Rewrite the rows starting at the line that contains "Where can the reflection" and ending at the last row, replacing "wet road" with "slick pavement" and leaving everything else unchanged.

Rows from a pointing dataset
§

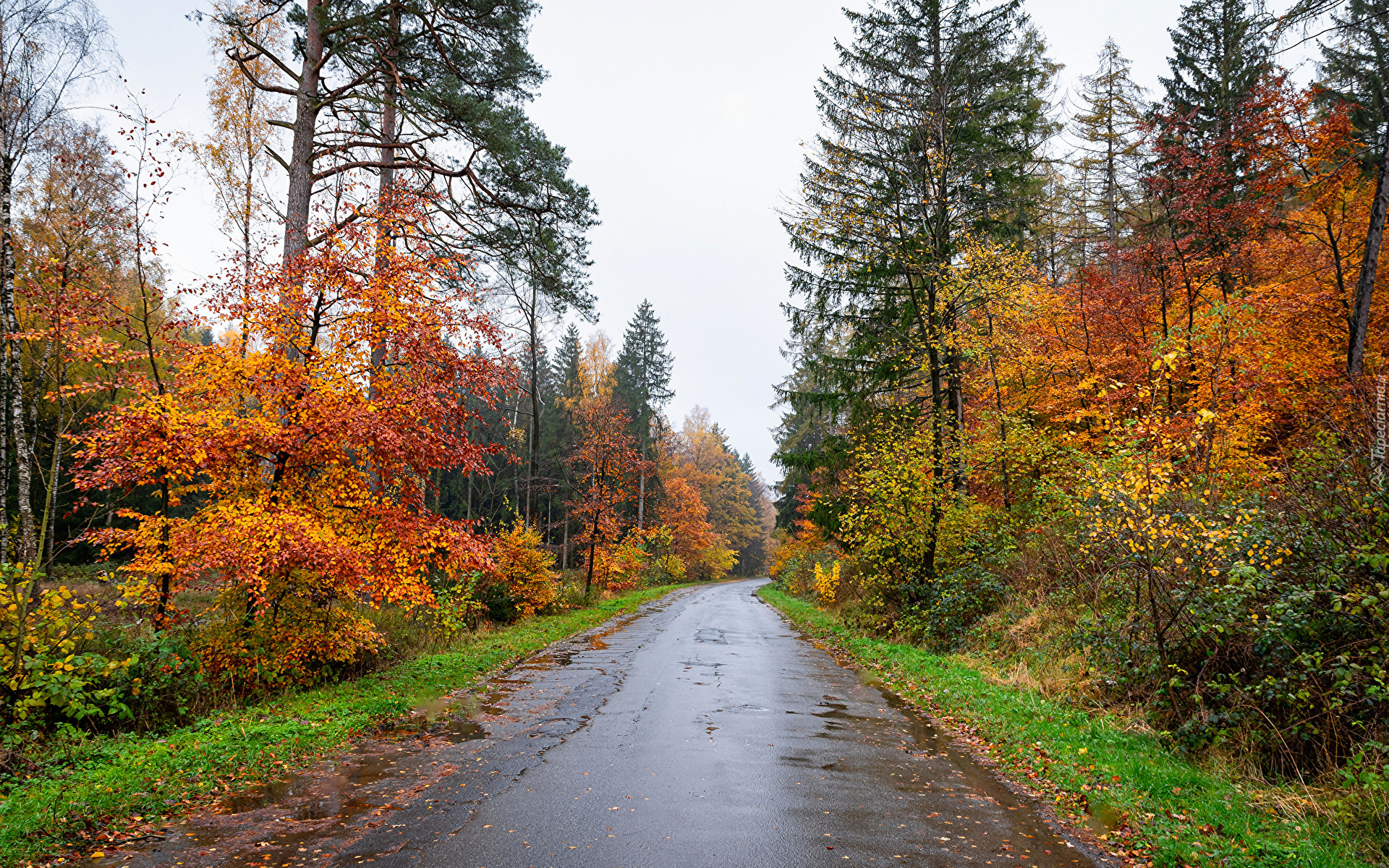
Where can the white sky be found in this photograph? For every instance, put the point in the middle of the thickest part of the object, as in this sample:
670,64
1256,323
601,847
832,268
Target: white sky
687,122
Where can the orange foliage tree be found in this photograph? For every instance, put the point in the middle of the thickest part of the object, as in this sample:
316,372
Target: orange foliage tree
303,464
606,467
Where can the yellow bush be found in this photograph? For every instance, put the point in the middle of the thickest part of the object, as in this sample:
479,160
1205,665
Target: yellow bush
522,567
827,584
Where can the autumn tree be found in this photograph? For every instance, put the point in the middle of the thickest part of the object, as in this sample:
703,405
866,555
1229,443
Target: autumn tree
1354,67
313,493
49,52
237,155
605,467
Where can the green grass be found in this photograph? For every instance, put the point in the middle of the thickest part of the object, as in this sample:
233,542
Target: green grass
131,782
1087,763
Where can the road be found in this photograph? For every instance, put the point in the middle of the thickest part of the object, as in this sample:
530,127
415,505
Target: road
700,731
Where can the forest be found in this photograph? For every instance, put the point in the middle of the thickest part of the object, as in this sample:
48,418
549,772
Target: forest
1087,396
377,431
1089,391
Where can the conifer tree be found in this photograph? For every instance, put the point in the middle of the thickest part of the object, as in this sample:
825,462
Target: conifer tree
937,114
561,435
1109,137
1218,54
1356,69
643,382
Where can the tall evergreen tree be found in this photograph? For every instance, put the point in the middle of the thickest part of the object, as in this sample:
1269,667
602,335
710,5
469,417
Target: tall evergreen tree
1356,69
1218,54
1109,137
560,436
643,382
937,116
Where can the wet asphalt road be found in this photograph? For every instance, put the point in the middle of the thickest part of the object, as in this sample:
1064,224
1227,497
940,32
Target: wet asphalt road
702,731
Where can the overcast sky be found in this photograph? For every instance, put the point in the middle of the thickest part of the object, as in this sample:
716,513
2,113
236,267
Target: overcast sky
687,122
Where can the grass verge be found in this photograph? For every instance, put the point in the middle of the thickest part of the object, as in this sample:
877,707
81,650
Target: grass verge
1146,804
128,785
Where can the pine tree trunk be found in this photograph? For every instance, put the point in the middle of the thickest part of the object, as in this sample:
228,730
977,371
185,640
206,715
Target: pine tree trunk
9,385
302,150
1366,286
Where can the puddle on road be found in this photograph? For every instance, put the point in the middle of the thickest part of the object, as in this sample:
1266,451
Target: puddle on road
934,773
310,817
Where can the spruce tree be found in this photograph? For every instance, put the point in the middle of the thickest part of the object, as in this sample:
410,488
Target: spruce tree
1109,145
1218,54
937,117
643,382
560,436
1356,69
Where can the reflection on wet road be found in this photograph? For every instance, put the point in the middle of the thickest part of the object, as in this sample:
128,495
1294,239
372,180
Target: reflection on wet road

§

Problem solution —
Where can the reflection on slick pavement be found in this photograph? For every instance, put the point in the middle of the thickest part of the object, as in this sample:
128,495
1294,239
372,180
Target: reflection on slick pavement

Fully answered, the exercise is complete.